CONSIGNE: Résumez le texte source en deux phrases.

TEXTE SOURCE:
Plus ça va plus je trouve que le Net donne des êtres l'essentiel qu'il y a à en connaître, et qu'il nous évite bien des rencontres inutiles. Contrairement à ce qui se dit un peu partout, l'écrit me paraît suffire à se faire une idée précise de qui se trouve face à nous. Ce n'est pas qu'il "suffit", d'ailleurs, c'est qu'il évite tous ces signaux interférents qui, dans la vie de tous les jours, nous aveuglent et nous rendent sourds à l'évidence. Oh, bien sûr, il m'est arrivé très souvent de "corriger" l'impression défavorable que j'avais eue en lisant quelqu'un par sa présence en chair et en os, par sa voix, ses gestes, son allure ; mais, presque toujours, en un troisième temps, j'en suis revenu à l'impression que la lecture m'avait donnée. L'homme a appris à masquer la vérité avec l'image (je ne dis pas qu'il y parvienne toujours, loin de là, mais il s'agit d'un savoir très largement partagé, surtout de nos jours), beaucoup moins avec le son, et pas du tout avec l'écrit.

LIGNES EXTRAITES:
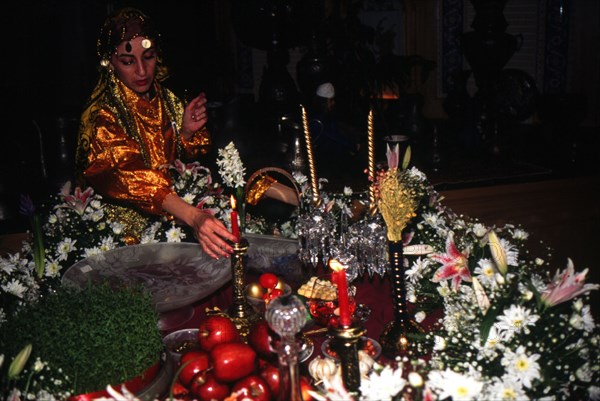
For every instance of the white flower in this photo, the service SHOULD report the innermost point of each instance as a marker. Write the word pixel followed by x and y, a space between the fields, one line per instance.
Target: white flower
pixel 175 234
pixel 65 247
pixel 520 234
pixel 382 385
pixel 439 343
pixel 230 166
pixel 524 367
pixel 479 230
pixel 420 316
pixel 53 268
pixel 117 228
pixel 506 388
pixel 516 319
pixel 486 273
pixel 594 393
pixel 452 384
pixel 416 271
pixel 15 288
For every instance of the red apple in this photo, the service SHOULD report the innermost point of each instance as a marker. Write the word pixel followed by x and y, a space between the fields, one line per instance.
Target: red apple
pixel 305 387
pixel 259 338
pixel 270 374
pixel 232 361
pixel 252 387
pixel 268 280
pixel 207 388
pixel 192 363
pixel 216 329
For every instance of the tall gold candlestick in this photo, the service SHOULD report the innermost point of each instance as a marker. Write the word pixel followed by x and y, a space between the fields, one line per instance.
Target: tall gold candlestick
pixel 311 159
pixel 371 161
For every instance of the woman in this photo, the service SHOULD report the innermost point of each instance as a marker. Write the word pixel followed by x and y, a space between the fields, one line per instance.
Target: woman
pixel 132 126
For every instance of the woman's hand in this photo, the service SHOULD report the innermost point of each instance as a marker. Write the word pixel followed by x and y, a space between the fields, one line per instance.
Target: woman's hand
pixel 211 234
pixel 194 116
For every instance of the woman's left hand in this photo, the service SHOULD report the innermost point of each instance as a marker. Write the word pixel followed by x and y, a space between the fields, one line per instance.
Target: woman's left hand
pixel 194 116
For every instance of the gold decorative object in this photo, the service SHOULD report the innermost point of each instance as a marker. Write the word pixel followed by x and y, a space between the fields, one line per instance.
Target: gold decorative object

RÉPONSE: Selon le texte source, le Net donne l'essentiel de ce qu'il faut savoir des gens, car l'écrit écarte les signaux qui, dans la vie de tous les jours, nous aveuglent. Une rencontre en personne a souvent corrigé une mauvaise impression née de la lecture, mais c'est presque toujours cette première impression qui revient, puisque l'homme sait masquer la vérité avec l'image, beaucoup moins avec le son et pas du tout avec l'écrit.